- **DIRECTIVE A**:
Copy out all the box-detection entries below, requests included, and shift every bounding-box coordinate in their answers up by 41. Leave the pictures out.

- **SELECTION**:

Bull Tech guru Michael Murphy's wild ride THE KING OF TECH ANALYSTS IS A TWO-TIME BANK ROBBER AND AN EX-CON PRONE TO KOOKY PRONOUNCEMENTS, CONTROVERSIAL STOCK CALLS AND LACKLUSTER RETURNS.
By Lisa Gibbs

(MONEY Magazine) – Michael Murphy presides over a tech mini-empire: He oversees the nation's most widely read tech investing newsletters, runs three of his own mutual funds, has seen his book (Every Investor's Guide to High-Tech Stocks & Mutual Funds) go into its third printing and is a regular on CNBC and the financial conference circuit. And he owes it all to a two-year stint in prison.

When he graduated from Harvard back in 1963, none of this seemed very likely. He was going to be a lawyer. But he dropped out of law school and began experimenting with LSD. Drug use, he says, caused a "personality breakdown" that ultimately led him to rob two banks. He got caught, and in 1966 a federal judge sentenced him to 10 years.

Murphy's life story is a tale of unexpected twists and dramatic turns: He would be paroled, land a job at American Express and get a presidential pardon. Yet for all his personal intrigue, the most surprising thing about Murphy may be this: The great tech guru was in the right place at the right time with the right idea--yet amid the greatest tech bull market of all time his stock-picking record is decidedly mixed. He has been preaching the gospel of technology stocks since 1981--when Internet promoter Henry Blodget was still in high school. He has churned out reams of reports and recommendations. He boasts an encyclopedic knowledge of tech-stock history, from old mainframe companies to hot Internet IPOs. But he still has not broken the bank.

FROM PRISON TO AMEX

Michael Murphy is clearly a smart guy. The sandy-haired 58-year-old fluently rattles off statistics about tech stock after tech stock, as if he were reading from a crib sheet. "You don't have to buy Internet start-ups and biotech development stage companies to be a tech investor," he says. "We're along enough in the revolution now that there are some dominant companies you can focus on."

We're making the drive from San Francisco to his cramped offices an hour away in the sleepy coastal town of Half Moon Bay. It is a classic Murphy contradiction: the authoritative voice of a Silicon Valley insider with a nondescript office above the Cowboy Surf Shop, two blocks from the Pacific. It's a world away from the tech apex of Sand Hill Road in Palo Alto.

- **DIRECTIVE B**:
Write the next part of the Michael Murphy profile above.

- **EXERCISE INPUT**:
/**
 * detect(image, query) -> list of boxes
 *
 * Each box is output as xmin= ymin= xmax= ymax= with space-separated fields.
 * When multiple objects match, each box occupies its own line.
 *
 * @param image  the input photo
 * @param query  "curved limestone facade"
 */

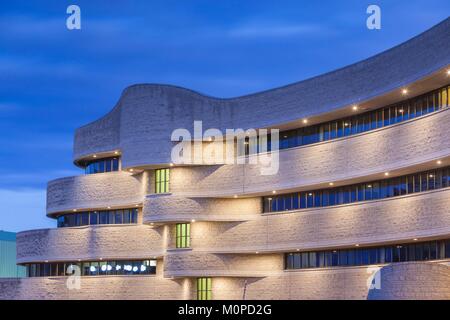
xmin=0 ymin=19 xmax=450 ymax=299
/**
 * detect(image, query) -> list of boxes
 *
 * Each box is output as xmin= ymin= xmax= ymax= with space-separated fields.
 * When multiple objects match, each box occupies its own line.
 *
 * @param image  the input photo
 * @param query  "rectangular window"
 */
xmin=176 ymin=223 xmax=191 ymax=248
xmin=197 ymin=278 xmax=212 ymax=300
xmin=155 ymin=169 xmax=170 ymax=193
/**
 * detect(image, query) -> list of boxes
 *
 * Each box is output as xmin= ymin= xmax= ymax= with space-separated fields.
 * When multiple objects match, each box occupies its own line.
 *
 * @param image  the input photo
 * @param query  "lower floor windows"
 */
xmin=25 ymin=260 xmax=156 ymax=277
xmin=285 ymin=240 xmax=450 ymax=269
xmin=263 ymin=167 xmax=450 ymax=213
xmin=197 ymin=278 xmax=212 ymax=300
xmin=175 ymin=223 xmax=191 ymax=248
xmin=57 ymin=208 xmax=138 ymax=228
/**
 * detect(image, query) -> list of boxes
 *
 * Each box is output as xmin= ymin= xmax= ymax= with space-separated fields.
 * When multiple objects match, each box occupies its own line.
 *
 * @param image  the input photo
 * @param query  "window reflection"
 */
xmin=25 ymin=260 xmax=156 ymax=277
xmin=246 ymin=86 xmax=450 ymax=154
xmin=85 ymin=157 xmax=119 ymax=174
xmin=263 ymin=167 xmax=450 ymax=213
xmin=285 ymin=240 xmax=450 ymax=269
xmin=57 ymin=208 xmax=138 ymax=228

- **EXPECTED OUTPUT A**:
/**
 * detect(image, query) -> list of boxes
 *
 * Each box is output as xmin= ymin= xmax= ymax= with space-separated fields.
 * When multiple objects match, each box occupies its own line.
 *
 * @param image  the input photo
 * @param query  "curved limestone facade"
 */

xmin=41 ymin=60 xmax=491 ymax=340
/**
 * detect(image, query) -> list of boxes
 *
 * Each box is output as xmin= ymin= xmax= ymax= with space-separated fields.
 * When multiple objects match, each box occupies its own line.
 *
 * @param image  the input photo
 * @param query  "rectangular window"
 */
xmin=217 ymin=264 xmax=232 ymax=289
xmin=238 ymin=319 xmax=253 ymax=341
xmin=196 ymin=210 xmax=211 ymax=234
/**
 * detect(image, query) -> list of boxes
 *
 * Each box is output as xmin= ymin= xmax= ymax= with space-separated fields.
 * When multiple objects match, each box occupies its own line.
 *
 * @param image  the input photo
 * @param query  "lower floor windows"
 */
xmin=66 ymin=301 xmax=197 ymax=318
xmin=326 ymin=281 xmax=491 ymax=310
xmin=304 ymin=208 xmax=491 ymax=254
xmin=238 ymin=319 xmax=253 ymax=341
xmin=216 ymin=264 xmax=232 ymax=289
xmin=98 ymin=249 xmax=179 ymax=269
/**
 * detect(image, query) -> list of boxes
 *
 * Each box is output as xmin= ymin= xmax= ymax= with space-separated fields.
 * When multiple objects match, each box occupies its own line.
 *
 * @param image  the input photo
 * @param query  "window reflection"
 */
xmin=66 ymin=301 xmax=197 ymax=318
xmin=287 ymin=127 xmax=491 ymax=195
xmin=126 ymin=198 xmax=160 ymax=215
xmin=304 ymin=208 xmax=491 ymax=254
xmin=326 ymin=281 xmax=491 ymax=310
xmin=98 ymin=249 xmax=179 ymax=269

- **EXPECTED OUTPUT B**:
The location matches his unconventional career track. After receiving an economics degree from Harvard in 1963, Murphy set out to be a lawyer. Trouble was, he hated law school. He was also chronically broke and ended up dropping out. That's when his life spiraled out of control. After using LSD, he experienced an "inability to remember what day it was, what time it was," he recalls. "I'd get these hallucinations and have to pull over to the side of the road. It was like, 'I don't have any money, the bank has money, I'll go get some money out of the bank.' It sounds stupid, but that's about the extent of the logic."

The way Murphy tells the story, he bought a handgun, a Saturday night special, and walked into a bank near his girlfriend's apartment in Delaware. He walked out with $7,000. "I don't know how I got away with it." The second time he didn't. He went to jail in 1966.

To keep busy in stir, he began tinkering with computers. He was remorseful over the robberies, eager to start a new life. He was also resourceful. A member of the high-IQ society Mensa (he was clocked at 142 back in the '60s), Murphy placed a job-wanted ad in a Mensa newsletter. Richard Holmes, then chief financial officer of American Express Investment Management, happened to see the ad. He decided to give Murphy a chance. When Murphy was paroled in 1968, AmEx hired him as a computer programmer in its San Francisco office.

There Murphy got hooked on the stock market. His job was to design computer programs to track stock portfolios and help the investment guys purchase computer gear. But he learned enough about the tech industry that when AmEx's computer analyst left for Wall Street, the company asked Murphy to take the job. "He liked to crank a lot of numbers and was a very quick study," says Phil Lamoreaux, a former American Express analyst and portfolio manager who worked with Murphy. He eventually worked his way up to vice president, sitting on AmEx's investment committee. His prison record was no handicap; with the help of high-ranking company executives, Murphy got a pardon from President Richard Nixon in 1973.

Meanwhile, he was becoming increasingly obsessed with computers. In the 1970s he was one of the first to own an Apple. In 1981, when IBM introduced its first desktop computer, he was blown away by its potential. "I was absolutely convinced this was going to be huge," he says. He also believed that technology had the potential to create vast amounts of wealth for investors. Over games of bridge, Murphy and a friend came up with the idea of starting a newsletter and money-management firm specializing in tech stocks. "Back then," he recalls, "the people I'd talk to in Silicon Valley didn't have a clue what was going on in the larger sense. And they certainly didn't have access to the investment research. We thought, there has got to be a market here for decent-quality research on those companies."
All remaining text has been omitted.